• **Исходный текст**:
____

Глава 15. Я – легенда
Я научился считывать эмоции своих противников. В спорте это был такой же важный навык, как и в карточной игре: всегда полезно знать, честно играет противник по карточной игре или блефует. В долю секунды я мог подметить вспышку страха, беспокойства или напряжения. Обычно это читалось в глазах. Но иногда я понимал, стоит ли мне беспокоиться насчет того или иного атлета, просто взглянув на то, как он шагает по раздевалке или готовится на стартовой линии.
Когда я вышел на трек перед финалом на 100 метрах, я быстро оглядел всех атлетов, стоящих на дорожке. Повсюду мелькали вспышки камер, весь стадион гудел от возбуждения в ожидания выстрела стартового пистолета. Казалось, воздух искрится от переполнявшей людей энергии. Я чувствовал, как мои мускулы напряглись.
Я посмотрел налево и направо. Все выстраивались на своих позициях – Гэтлин и Тайсон, Асафа и Блейк, – и я мог видеть, кто волновался, а кто нет. Тайсон и Гэтлин были в порядке, но я знал, что нервозностью Гэтлин не отличается; Тайсон же был в отличной форме во время подготовки к Олимпиаде и, должно быть, испытывал уверенность.
Неуверенными казались ямайцы: Асафа выглядел немного нервным, но это уже старая история; Блейк тоже был напряжен, а вот это было очень странно для меня. Уверенность, которую он демонстрировал во время интервью, испарилась. Первый раз я заметил изменение в его настроении, когда мы вместе разминались на тренировке. Он присаживался и расслаблялся, пожалуй, слишком часто. Он не готовился так интенсивно, как следовало бы, а я знал, что если бегун прекращает бегать перед крупным финалом, то у него включается нервозность и начинают трястись ноги. Слишком частые мысли о призе и о том, как пройдут соревнования, действуют на атлета губительно.

____

• **Записи**:
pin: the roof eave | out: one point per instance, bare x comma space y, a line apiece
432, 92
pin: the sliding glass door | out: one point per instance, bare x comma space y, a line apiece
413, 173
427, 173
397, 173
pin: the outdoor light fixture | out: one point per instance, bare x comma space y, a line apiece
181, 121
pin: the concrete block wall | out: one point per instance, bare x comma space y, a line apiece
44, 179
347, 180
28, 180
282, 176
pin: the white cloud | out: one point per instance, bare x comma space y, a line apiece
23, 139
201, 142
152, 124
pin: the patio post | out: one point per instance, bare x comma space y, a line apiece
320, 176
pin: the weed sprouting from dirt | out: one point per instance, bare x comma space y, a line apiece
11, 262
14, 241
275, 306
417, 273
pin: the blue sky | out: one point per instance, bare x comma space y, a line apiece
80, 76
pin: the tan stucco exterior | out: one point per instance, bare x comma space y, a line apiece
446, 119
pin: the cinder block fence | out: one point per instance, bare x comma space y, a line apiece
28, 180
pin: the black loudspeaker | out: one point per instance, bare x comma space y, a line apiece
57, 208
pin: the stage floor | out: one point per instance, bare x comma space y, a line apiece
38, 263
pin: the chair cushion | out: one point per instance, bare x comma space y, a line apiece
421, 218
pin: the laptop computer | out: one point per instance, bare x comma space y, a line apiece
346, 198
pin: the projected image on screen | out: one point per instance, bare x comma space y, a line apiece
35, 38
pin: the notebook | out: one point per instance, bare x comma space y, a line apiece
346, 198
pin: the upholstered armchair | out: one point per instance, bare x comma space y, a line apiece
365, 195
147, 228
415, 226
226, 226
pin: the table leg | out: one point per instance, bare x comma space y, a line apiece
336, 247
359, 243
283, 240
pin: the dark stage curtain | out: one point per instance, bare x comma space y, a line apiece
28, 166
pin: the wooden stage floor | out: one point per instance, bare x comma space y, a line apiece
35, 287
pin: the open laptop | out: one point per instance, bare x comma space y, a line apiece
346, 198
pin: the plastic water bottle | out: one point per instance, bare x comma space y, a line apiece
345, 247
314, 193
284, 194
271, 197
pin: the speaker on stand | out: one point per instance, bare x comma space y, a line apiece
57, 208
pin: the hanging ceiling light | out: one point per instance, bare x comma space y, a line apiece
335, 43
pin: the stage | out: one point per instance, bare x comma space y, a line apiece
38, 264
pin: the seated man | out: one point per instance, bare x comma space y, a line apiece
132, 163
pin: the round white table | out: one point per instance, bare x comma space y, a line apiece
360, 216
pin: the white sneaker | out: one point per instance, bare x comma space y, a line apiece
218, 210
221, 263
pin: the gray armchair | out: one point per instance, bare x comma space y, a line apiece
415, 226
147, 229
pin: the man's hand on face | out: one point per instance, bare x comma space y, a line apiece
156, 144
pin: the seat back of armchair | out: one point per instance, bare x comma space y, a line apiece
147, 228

____

• **Что нужно сделать**:
1 – Перепишите из текста о финальном забеге на 100 метров фрагмент между словами «Когда я вышел» и «быть, испытывал уверенность.», включая их самих.
2 – Соберите из записей все строки, где встречается слово «white».
Текст и записи между собой никак не связаны.

• **Ответы к упражнению**:
1 –
Когда я вышел на трек перед финалом на 100 метрах, я быстро оглядел всех атлетов, стоящих на дорожке. Повсюду мелькали вспышки камер, весь стадион гудел от возбуждения в ожидания выстрела стартового пистолета. Казалось, воздух искрится от переполнявшей людей энергии. Я чувствовал, как мои мускулы напряглись.
Я посмотрел налево и направо. Все выстраивались на своих позициях – Гэтлин и Тайсон, Асафа и Блейк, – и я мог видеть, кто волновался, а кто нет. Тайсон и Гэтлин были в порядке, но я знал, что нервозностью Гэтлин не отличается; Тайсон же был в отличной форме во время подготовки к Олимпиаде и, должно быть, испытывал уверенность.

2 –
pin: the white cloud | out: one point per instance, bare x comma space y, a line apiece
pin: the round white table | out: one point per instance, bare x comma space y, a line apiece
pin: the white sneaker | out: one point per instance, bare x comma space y, a line apiece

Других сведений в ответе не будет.